## Begin ROWS

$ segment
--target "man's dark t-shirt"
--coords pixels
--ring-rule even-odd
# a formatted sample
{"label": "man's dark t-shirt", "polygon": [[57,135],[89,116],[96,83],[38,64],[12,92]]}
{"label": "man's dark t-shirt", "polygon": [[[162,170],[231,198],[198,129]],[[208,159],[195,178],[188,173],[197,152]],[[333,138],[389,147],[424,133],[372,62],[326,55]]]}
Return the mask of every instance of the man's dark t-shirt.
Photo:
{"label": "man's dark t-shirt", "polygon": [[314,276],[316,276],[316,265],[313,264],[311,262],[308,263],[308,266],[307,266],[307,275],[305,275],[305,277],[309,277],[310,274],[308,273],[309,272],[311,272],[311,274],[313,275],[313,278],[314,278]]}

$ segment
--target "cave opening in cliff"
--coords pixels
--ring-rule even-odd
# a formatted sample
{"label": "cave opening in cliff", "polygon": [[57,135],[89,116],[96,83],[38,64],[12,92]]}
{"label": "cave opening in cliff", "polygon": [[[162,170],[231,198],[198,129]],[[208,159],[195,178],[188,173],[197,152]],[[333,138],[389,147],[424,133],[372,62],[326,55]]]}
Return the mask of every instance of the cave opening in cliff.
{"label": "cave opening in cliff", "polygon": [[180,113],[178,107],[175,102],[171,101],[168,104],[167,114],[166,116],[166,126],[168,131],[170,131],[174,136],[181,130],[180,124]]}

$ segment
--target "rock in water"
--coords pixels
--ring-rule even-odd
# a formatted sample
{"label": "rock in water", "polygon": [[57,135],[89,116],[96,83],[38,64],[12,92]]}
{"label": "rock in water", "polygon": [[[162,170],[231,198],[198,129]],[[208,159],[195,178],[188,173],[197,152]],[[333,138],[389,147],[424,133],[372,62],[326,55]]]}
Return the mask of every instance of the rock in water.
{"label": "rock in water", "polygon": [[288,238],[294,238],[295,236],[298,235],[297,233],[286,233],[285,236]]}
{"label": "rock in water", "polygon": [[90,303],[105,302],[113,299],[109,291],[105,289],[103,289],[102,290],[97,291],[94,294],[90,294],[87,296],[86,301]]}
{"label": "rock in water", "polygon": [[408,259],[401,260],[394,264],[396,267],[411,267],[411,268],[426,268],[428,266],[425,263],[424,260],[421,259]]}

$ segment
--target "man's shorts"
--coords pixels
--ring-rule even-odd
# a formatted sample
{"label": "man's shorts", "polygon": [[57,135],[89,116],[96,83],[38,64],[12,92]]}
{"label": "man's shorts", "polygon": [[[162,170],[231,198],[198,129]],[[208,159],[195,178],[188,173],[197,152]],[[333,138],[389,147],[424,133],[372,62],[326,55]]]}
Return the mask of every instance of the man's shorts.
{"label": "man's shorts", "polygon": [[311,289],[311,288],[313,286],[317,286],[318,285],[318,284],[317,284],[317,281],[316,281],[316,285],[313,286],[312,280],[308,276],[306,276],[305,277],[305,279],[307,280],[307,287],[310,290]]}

## End ROWS

=== PROBLEM STATEMENT ===
Identify every line in the rows above that contains the string "target", and copy each of those lines in full.

=== SOLUTION TO THIS PROBLEM ===
--target "man's dark t-shirt"
--target "cave opening in cliff"
--target "rock in water"
--target "man's shorts"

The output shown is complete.